[Rows from a box-labeling dataset]
--*--
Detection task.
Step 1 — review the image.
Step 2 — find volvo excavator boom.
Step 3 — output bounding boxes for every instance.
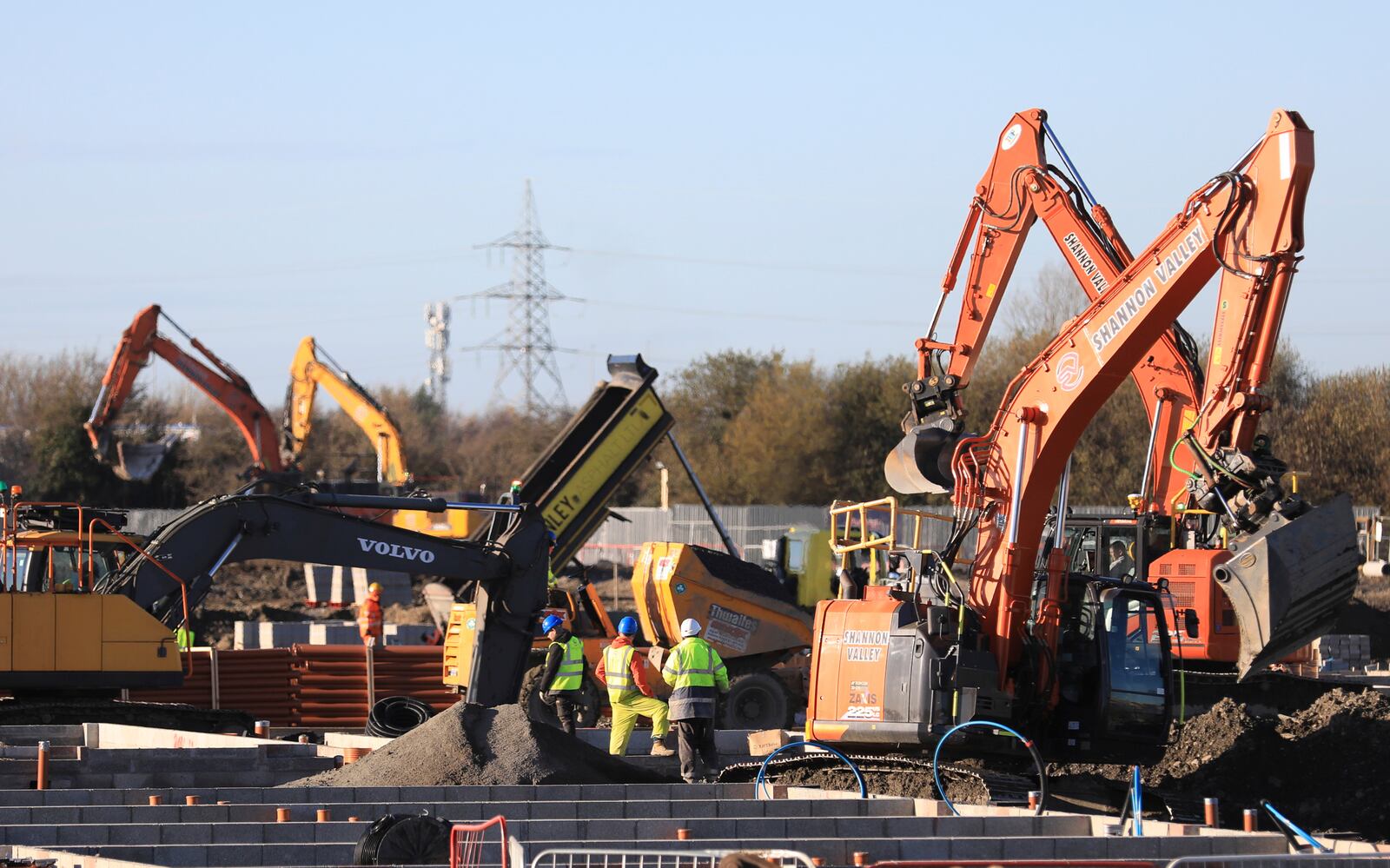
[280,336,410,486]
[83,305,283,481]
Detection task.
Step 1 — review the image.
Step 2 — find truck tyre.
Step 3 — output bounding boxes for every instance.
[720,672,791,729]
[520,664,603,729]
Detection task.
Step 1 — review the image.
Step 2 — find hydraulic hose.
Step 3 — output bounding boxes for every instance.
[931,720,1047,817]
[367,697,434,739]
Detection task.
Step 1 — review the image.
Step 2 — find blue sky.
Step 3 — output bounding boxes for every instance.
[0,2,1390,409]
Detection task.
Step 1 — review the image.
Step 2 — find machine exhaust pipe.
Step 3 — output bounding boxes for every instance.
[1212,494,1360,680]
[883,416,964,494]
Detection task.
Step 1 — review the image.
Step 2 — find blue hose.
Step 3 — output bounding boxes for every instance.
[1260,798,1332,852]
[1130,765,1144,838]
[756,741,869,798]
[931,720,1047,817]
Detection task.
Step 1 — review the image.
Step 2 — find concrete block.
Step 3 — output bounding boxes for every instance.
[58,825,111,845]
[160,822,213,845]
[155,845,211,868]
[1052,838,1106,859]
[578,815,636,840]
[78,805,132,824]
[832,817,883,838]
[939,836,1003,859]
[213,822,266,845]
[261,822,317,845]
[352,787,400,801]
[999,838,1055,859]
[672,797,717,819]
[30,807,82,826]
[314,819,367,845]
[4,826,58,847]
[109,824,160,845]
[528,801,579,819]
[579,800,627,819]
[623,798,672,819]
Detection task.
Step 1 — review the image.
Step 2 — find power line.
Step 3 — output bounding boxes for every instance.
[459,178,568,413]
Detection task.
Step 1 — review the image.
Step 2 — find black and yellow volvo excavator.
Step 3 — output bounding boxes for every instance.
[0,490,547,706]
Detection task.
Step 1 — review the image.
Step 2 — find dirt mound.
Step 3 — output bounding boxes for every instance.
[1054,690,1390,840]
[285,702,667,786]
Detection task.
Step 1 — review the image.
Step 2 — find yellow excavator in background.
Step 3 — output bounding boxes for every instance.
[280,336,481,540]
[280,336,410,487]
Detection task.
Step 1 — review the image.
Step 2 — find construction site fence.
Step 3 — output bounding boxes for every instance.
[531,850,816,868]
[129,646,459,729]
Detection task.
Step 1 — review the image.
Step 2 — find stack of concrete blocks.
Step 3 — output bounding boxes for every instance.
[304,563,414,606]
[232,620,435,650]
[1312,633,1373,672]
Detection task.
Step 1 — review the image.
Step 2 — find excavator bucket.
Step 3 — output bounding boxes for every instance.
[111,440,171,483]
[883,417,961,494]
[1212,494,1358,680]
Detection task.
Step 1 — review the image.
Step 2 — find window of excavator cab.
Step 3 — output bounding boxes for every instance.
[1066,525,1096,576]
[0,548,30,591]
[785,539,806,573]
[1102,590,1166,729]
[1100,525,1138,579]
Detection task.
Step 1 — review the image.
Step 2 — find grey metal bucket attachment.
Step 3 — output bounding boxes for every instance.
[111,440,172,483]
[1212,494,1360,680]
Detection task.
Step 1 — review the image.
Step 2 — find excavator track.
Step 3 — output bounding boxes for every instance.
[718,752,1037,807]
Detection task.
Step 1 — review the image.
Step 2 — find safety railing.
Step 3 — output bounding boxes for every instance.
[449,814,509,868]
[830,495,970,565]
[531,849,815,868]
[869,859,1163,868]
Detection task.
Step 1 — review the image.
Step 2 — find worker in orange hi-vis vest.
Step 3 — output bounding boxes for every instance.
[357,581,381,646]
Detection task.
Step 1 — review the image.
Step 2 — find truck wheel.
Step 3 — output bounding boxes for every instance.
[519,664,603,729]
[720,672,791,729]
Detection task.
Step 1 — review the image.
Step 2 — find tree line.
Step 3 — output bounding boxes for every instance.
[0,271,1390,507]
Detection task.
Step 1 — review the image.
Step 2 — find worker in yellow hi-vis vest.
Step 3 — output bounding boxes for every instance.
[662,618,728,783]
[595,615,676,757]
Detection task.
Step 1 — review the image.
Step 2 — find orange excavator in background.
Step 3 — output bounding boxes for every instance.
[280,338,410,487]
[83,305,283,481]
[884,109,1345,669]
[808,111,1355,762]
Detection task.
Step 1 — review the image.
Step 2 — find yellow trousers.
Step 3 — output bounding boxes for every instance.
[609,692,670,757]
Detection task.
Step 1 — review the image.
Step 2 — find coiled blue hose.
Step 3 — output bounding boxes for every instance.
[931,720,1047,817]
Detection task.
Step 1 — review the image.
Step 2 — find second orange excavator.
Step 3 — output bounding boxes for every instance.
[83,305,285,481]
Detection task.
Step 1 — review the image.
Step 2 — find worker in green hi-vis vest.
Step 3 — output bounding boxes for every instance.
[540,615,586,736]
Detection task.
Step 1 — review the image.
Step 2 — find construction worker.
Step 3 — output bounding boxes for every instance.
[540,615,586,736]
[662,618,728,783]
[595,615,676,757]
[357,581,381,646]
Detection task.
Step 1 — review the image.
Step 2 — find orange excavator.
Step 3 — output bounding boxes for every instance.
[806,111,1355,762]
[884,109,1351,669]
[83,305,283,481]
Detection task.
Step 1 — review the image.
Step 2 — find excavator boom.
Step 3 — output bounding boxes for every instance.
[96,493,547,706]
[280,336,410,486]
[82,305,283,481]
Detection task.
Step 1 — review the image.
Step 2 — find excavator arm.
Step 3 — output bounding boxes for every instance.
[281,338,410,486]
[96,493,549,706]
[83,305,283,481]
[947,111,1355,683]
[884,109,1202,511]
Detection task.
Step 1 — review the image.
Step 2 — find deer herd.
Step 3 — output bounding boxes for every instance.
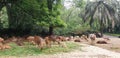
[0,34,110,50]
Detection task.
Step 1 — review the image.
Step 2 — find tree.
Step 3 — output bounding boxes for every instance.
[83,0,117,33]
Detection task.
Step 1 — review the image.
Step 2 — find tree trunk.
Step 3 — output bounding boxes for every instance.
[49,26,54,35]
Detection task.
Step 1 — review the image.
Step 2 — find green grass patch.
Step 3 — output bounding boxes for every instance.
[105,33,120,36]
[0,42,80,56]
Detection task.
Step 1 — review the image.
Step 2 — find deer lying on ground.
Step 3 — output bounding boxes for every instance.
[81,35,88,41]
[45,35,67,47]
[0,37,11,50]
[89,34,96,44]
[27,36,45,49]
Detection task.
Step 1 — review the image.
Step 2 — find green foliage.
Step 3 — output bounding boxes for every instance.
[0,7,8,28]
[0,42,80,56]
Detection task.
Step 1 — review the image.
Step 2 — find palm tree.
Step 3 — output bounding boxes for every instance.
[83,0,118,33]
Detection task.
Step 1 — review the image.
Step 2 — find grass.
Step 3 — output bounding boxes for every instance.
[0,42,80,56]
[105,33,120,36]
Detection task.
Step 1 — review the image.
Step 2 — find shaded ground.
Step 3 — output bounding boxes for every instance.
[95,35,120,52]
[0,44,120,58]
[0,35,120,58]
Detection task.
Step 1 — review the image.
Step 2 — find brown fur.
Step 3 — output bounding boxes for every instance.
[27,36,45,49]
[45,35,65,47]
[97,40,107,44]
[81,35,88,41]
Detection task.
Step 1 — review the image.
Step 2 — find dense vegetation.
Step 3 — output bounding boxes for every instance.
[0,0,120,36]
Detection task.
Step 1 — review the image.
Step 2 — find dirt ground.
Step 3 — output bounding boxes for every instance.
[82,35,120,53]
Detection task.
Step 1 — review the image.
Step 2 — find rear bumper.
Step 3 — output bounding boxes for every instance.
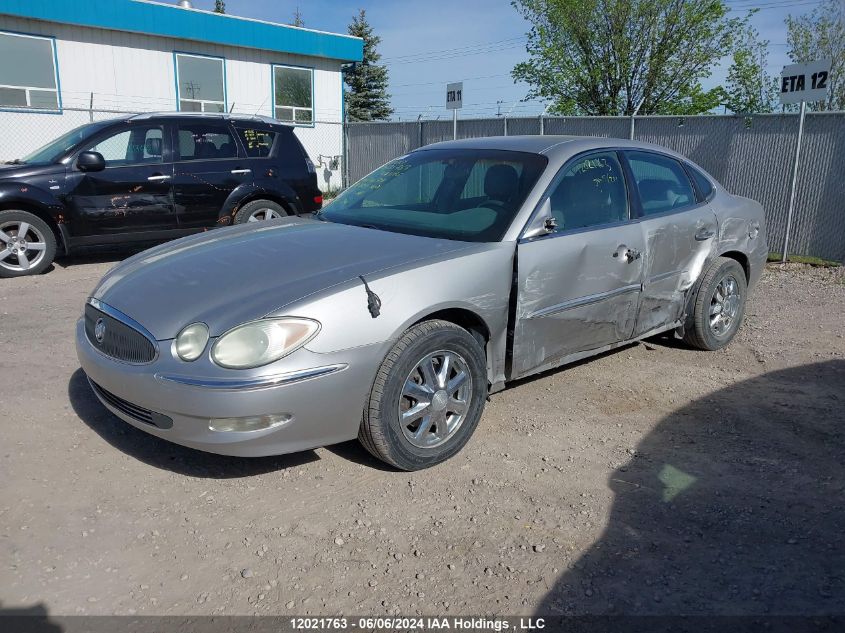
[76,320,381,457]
--*--
Count the lines in the records that contain the string "concrete", and reply with the number only.

2